# Replacing Boiler in our Rented Property



## HelgaWard (30 Nov 2015)

Hi,
We own and rent out a house. We got the gas boiler serviced at the weekend, and the guy doing the service advised that some part is likely to fail soon, and probably wouldn't be worth replacing. (Boiler is about 18 years old) I was wondering if it possible to deduct the cost of a replacement boiler from tax due? 
I think it is a bit of a grey area. As it it could be seen as a capital investment, but at the same time I won't be replacing with an improved system, zoned heating etc, I will be just replacing the existing (nearly kaputt) gas boiler with a new working version?
Thanks.


----------



## Bronte (30 Nov 2015)

Boilers would not be capital, they need replacing every decade or so.  So it's a repair and that's what my accountant told me I could put it down as.


----------



## Gerard123 (30 Nov 2015)

wow, very surprised at that advice.  I would have thought that a boiler replacement is a capital item not a repair.  A repair maintains, a capital item extends.

Do you have that advice in writing to protect yourself?


----------



## cremeegg (30 Nov 2015)

Despite what many posters think may questions like this do not have a simple black and white answer.  

Revenue defines a number of categories into which an item of expenditure may fall. Under the self assessment system, it is up to you (or your accountant) to decide which category any given item will fall. If Revenue do a tax audit they may accept your decision or challenge it. While many items are clear-cut there is no guarantee in advance that your decision will be acceptable to Revenue.

I would disagree with Bronte above, (a first !) I would see a new boiler as a capital item and claim for it under the wear and tear allowance. It doesn't seem reasonable to me that a new boiler could be classified as a repair. 

But that is just my opinion, however Bronte has just her accountants opinion to go on, which in tax law is worth the same as the opinion of an anonymous poster on AAM i.e. nothing. The taxpayer signs the return, the Revenue accepts or does not, everything is commenting from the sidelines.


----------



## HelgaWard (30 Nov 2015)

Thanks Bronte, can find discussions where people argue both sides online, would be hoping that your thinking is correct. Maybe I should ring revenue and seek clarification from them?


----------



## cremeegg (30 Nov 2015)

Gerard123 said:


> wow, very surprised at that advice.  I would have thought that a boiler replacement is a capital item not a repair.  A repair maintains, a capital item extends.
> 
> Do you have that advice in writing to protect yourself?



Having that advice in writing would give no proaction whatsoever from having to pay the tax if the advice turned out to be unacceptable from Revenue. It might give you a claim against your accountant, but probably not.


----------



## cremeegg (30 Nov 2015)

HelgaWard said:


> Thanks Bronte, can find discussions where people argue both sides online, would be hoping that your thinking is correct. Maybe I should ring revenue and seek clarification from them?



Its called self assessment because you must make the assessment yourself.

While Revenue sometimes do give advice over the phone, and usually worthwhile advice. You cannot rely on that either, its not their responsibility to tell you how to do your tax return.

There is the law, and lots of opinions and you doing a self assessed return.


----------



## T McGibney (30 Nov 2015)

I don't see anything peculiar about Bronte's opinion. The general rule is that if it's merely a replacement, it's an expense, and if it's an improvement, it's capital.

:: Extracted records ::
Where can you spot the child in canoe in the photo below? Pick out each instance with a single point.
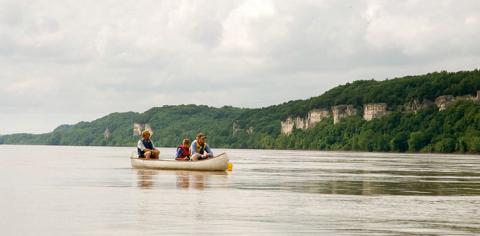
(183, 151)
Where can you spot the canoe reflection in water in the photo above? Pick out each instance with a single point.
(145, 178)
(198, 180)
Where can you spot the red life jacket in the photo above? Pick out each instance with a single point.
(185, 151)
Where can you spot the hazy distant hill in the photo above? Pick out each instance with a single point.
(411, 120)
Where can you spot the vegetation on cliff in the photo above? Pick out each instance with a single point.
(455, 129)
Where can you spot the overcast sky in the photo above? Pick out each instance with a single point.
(63, 61)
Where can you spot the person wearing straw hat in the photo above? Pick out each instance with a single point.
(199, 150)
(145, 147)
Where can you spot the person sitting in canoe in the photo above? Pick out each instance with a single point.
(199, 150)
(145, 147)
(183, 151)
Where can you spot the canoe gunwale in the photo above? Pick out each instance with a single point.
(218, 163)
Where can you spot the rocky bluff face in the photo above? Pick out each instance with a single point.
(370, 111)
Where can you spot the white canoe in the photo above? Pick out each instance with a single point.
(218, 163)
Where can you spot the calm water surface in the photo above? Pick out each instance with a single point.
(47, 190)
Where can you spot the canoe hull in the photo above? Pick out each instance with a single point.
(219, 163)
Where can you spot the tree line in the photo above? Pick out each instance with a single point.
(453, 130)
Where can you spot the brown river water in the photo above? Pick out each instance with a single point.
(58, 190)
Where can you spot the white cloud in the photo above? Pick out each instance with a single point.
(66, 58)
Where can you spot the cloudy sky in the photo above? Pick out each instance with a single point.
(65, 61)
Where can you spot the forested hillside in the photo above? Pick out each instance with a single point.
(456, 129)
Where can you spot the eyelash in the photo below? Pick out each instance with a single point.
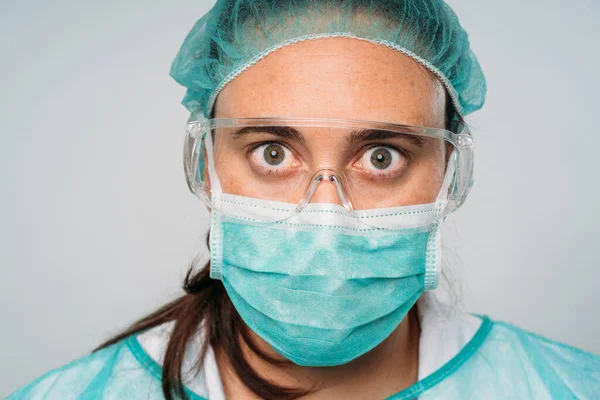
(400, 150)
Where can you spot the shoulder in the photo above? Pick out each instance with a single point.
(110, 373)
(521, 357)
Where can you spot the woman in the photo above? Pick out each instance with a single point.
(327, 139)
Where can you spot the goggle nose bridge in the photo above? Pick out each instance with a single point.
(329, 175)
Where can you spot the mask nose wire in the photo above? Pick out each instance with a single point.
(332, 176)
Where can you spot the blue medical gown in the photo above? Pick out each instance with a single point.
(501, 361)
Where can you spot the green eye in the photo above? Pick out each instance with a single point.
(274, 154)
(381, 158)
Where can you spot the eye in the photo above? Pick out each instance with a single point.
(382, 160)
(273, 158)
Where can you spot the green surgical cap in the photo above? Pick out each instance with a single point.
(235, 34)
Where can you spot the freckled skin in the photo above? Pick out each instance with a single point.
(363, 81)
(351, 79)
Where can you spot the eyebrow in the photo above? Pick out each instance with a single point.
(360, 135)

:: To do ::
1 – Put this sentence from the boiler thread into Spanish: "Boilers would not be capital, they need replacing every decade or so."
2 – Write out the stretch of the boiler thread that begins at "Revenue defines a" and stops after "as a repair.", swapping "tax audit" for "compliance check".

:: Solutions below ::
1 – Las calderas no serían capital, hay que reemplazarlas más o menos cada década.

2 –
Revenue defines a number of categories into which an item of expenditure may fall. Under the self assessment system, it is up to you (or your accountant) to decide which category any given item will fall. If Revenue do a compliance check they may accept your decision or challenge it. While many items are clear-cut there is no guarantee in advance that your decision will be acceptable to Revenue.

I would disagree with Bronte above, (a first !) I would see a new boiler as a capital item and claim for it under the wear and tear allowance. It doesn't seem reasonable to me that a new boiler could be classified as a repair.